━━━ Input rows ━━━

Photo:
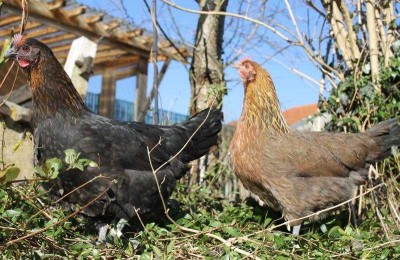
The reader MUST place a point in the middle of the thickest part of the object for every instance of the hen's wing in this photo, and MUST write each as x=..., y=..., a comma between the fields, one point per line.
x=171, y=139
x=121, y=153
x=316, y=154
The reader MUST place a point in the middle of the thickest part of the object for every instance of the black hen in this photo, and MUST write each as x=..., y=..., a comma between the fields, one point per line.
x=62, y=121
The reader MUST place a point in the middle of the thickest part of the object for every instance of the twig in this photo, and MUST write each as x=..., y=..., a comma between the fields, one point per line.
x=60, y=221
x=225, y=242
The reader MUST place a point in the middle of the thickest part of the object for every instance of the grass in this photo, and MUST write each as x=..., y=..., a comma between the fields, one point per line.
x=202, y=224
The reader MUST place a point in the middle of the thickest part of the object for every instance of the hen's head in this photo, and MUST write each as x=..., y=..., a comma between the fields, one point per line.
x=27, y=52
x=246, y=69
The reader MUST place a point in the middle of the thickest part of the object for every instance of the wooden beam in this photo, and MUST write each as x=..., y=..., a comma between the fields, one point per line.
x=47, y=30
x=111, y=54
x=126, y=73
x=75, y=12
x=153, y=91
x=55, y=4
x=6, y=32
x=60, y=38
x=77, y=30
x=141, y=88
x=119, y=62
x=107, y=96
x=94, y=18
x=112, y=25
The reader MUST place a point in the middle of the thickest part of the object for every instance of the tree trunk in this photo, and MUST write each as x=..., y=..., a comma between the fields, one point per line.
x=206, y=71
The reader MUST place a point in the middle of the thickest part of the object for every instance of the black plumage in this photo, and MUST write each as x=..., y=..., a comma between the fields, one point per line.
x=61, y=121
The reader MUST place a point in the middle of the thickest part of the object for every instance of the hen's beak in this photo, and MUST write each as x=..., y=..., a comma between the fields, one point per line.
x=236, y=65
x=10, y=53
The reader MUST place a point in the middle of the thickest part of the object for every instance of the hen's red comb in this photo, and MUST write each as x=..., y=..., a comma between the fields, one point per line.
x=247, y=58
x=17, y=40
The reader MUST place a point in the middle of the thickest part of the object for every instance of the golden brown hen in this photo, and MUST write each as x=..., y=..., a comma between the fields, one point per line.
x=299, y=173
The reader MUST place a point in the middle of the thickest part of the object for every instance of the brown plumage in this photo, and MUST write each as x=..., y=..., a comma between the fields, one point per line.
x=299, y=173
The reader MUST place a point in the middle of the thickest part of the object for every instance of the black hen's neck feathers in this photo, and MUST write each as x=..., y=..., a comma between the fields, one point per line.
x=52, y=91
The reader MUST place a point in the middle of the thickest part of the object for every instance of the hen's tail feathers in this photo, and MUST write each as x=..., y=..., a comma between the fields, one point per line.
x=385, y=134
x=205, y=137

━━━
━━━ Input rows ━━━

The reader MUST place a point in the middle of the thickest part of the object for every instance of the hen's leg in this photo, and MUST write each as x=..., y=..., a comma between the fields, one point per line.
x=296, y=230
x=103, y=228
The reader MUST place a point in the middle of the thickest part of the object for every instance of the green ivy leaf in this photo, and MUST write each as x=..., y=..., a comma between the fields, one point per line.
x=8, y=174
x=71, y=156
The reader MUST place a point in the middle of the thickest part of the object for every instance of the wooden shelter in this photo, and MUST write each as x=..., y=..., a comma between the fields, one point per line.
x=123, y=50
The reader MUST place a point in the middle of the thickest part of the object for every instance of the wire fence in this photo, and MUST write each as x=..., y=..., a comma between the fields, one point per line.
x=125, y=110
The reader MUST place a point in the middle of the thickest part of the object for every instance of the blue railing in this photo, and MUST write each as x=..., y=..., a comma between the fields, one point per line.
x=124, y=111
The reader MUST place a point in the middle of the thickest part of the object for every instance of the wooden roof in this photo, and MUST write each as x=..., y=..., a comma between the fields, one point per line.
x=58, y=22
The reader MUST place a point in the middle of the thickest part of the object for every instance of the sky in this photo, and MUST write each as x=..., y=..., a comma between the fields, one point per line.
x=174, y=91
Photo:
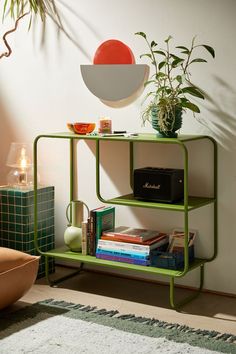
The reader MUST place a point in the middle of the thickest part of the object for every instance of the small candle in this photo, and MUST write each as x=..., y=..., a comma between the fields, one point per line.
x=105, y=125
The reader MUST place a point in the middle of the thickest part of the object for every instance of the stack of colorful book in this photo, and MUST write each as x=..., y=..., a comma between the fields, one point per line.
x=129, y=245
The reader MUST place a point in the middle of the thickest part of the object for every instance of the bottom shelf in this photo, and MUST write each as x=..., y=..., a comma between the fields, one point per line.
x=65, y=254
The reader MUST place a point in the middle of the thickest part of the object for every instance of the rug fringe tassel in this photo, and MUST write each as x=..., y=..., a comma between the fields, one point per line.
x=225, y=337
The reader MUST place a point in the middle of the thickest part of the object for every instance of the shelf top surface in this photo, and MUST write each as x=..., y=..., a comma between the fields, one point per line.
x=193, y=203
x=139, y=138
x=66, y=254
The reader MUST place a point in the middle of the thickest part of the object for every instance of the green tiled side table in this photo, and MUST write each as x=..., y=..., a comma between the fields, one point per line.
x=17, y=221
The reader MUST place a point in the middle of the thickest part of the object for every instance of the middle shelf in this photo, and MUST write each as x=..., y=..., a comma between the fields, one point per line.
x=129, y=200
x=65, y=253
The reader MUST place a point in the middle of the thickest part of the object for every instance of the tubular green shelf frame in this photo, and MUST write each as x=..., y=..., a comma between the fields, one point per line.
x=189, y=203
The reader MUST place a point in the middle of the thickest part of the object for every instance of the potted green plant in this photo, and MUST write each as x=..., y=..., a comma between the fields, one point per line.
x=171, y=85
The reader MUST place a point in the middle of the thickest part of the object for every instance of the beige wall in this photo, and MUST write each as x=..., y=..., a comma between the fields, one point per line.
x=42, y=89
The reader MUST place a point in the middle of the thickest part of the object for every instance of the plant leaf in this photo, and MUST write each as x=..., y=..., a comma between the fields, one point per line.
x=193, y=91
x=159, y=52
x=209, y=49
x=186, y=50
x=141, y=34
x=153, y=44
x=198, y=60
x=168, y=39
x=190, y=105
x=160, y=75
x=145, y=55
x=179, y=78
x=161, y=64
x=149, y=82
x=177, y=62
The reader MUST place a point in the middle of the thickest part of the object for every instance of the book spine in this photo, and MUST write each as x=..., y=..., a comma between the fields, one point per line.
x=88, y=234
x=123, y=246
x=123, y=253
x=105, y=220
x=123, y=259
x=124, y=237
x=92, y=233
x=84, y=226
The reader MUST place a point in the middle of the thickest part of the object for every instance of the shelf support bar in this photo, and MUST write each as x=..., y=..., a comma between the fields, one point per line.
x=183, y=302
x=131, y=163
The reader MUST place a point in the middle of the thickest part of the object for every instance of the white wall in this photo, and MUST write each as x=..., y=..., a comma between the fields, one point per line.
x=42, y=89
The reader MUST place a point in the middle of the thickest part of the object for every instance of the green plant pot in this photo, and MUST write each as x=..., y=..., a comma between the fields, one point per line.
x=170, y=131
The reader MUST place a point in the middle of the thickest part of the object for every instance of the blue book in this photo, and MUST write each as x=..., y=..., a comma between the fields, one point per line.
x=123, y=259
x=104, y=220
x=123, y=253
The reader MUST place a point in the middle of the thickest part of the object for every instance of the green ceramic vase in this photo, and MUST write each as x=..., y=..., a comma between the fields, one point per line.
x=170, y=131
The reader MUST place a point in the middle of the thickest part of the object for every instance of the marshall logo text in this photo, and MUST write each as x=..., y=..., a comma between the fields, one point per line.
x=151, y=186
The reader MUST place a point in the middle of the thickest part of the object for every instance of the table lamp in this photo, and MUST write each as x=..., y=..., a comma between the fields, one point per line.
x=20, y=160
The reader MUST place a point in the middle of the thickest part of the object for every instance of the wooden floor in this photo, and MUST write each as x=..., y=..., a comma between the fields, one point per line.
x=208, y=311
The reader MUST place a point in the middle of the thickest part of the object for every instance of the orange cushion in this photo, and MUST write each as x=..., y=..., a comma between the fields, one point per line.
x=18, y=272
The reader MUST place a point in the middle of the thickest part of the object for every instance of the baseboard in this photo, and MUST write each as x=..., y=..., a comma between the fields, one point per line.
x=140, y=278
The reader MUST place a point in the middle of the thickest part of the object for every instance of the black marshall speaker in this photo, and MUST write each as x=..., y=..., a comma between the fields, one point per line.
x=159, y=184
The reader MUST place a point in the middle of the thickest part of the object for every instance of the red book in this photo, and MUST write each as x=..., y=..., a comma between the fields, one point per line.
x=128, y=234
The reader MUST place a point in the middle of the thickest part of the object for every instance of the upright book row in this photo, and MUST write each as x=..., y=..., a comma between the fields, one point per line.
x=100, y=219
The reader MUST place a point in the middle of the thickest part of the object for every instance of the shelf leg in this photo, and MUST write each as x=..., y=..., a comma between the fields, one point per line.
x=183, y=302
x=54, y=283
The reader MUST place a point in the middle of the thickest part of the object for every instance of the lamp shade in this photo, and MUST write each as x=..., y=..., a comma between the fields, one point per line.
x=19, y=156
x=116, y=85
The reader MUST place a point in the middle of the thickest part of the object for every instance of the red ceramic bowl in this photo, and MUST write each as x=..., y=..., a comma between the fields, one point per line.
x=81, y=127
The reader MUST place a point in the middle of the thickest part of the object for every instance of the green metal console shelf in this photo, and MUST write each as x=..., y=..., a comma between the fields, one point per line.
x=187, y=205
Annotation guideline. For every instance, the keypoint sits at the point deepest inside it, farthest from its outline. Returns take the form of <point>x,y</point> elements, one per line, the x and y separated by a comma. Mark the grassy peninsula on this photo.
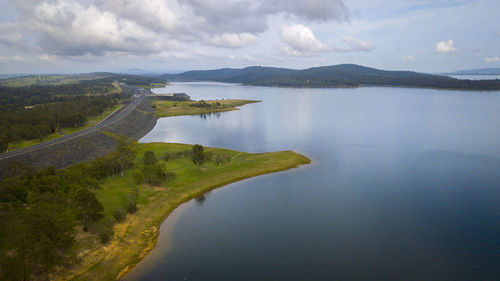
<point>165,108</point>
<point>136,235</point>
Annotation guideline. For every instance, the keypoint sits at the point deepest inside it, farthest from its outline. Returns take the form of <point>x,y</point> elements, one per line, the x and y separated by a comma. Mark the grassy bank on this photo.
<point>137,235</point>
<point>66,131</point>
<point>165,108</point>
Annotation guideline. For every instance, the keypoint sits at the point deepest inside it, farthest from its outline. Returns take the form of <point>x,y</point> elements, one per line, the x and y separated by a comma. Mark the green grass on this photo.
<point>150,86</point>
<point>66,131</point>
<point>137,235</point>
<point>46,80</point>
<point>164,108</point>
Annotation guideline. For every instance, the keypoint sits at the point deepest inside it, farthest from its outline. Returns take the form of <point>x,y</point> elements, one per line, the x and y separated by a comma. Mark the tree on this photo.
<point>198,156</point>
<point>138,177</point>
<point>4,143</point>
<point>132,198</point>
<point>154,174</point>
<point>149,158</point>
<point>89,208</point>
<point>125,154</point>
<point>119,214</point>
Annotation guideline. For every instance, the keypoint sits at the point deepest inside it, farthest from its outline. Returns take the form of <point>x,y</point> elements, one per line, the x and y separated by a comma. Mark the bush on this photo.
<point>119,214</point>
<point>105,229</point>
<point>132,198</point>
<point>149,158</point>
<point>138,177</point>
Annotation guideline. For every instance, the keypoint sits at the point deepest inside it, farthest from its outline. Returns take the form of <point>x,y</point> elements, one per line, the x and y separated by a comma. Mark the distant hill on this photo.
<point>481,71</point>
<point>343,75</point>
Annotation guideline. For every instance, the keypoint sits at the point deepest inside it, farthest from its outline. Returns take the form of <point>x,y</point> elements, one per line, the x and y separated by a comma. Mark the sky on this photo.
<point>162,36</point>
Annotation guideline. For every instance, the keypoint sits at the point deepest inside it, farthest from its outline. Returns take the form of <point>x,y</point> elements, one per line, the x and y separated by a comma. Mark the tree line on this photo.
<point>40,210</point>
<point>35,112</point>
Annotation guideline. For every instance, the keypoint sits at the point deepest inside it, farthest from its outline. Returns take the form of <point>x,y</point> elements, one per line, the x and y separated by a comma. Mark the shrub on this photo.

━━━
━━━ Input rows ━━━

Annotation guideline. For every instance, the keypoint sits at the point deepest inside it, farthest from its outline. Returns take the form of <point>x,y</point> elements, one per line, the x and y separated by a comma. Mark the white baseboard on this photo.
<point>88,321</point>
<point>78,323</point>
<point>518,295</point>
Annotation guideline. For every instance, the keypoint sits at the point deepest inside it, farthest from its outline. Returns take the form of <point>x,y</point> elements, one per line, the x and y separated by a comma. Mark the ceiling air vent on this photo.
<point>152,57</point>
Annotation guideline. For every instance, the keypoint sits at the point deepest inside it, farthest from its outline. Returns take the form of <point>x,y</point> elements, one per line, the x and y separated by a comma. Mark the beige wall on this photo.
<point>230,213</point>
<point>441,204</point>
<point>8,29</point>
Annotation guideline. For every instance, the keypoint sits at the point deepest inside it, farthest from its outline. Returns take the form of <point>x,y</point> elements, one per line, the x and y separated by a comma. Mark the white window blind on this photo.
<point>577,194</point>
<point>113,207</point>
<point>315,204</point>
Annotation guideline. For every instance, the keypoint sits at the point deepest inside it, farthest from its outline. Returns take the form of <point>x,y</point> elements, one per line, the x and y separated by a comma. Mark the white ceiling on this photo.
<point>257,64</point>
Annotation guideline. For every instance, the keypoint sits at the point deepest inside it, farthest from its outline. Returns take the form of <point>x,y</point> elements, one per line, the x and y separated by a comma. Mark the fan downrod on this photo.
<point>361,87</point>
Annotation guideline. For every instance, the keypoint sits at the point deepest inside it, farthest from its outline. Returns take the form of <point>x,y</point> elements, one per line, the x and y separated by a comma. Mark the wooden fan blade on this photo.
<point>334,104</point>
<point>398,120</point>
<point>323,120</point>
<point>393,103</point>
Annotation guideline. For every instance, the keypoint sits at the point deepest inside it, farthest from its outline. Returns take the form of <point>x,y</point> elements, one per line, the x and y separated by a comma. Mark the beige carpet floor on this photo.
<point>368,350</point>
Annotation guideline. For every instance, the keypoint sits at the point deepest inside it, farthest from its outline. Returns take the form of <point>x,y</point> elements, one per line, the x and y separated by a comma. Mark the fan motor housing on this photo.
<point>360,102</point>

━━━

■ Given request ■
Render the records starting at the line containing "of the twig" and ending at the line containing "x=246, y=69", both included, as a two-column CSV with the headers instruction and response. Give one row for each record, with its text and its answer each in a single quoted field and any line breaks replaced by spaces.

■ Result for this task ■
instruction,response
"The reader MUST place a point in the middle of the thickest part of the object for every instance of the twig in this photo, and MUST write each as x=..., y=..., a comma between the fields, one point per line.","x=60, y=221 x=225, y=242"
"The reader MUST place a point in the middle of the thickest part of the object for every instance of the grass in this photo, and MUST write each as x=..., y=..., a comma between the fields, one point per line.","x=202, y=224"
"The reader MUST place a point in the middle of the thickest part of the object for every instance of the hen's head in this photo, and MUST write each as x=..., y=..., a comma between the fields, one point per line.","x=27, y=52 x=246, y=69"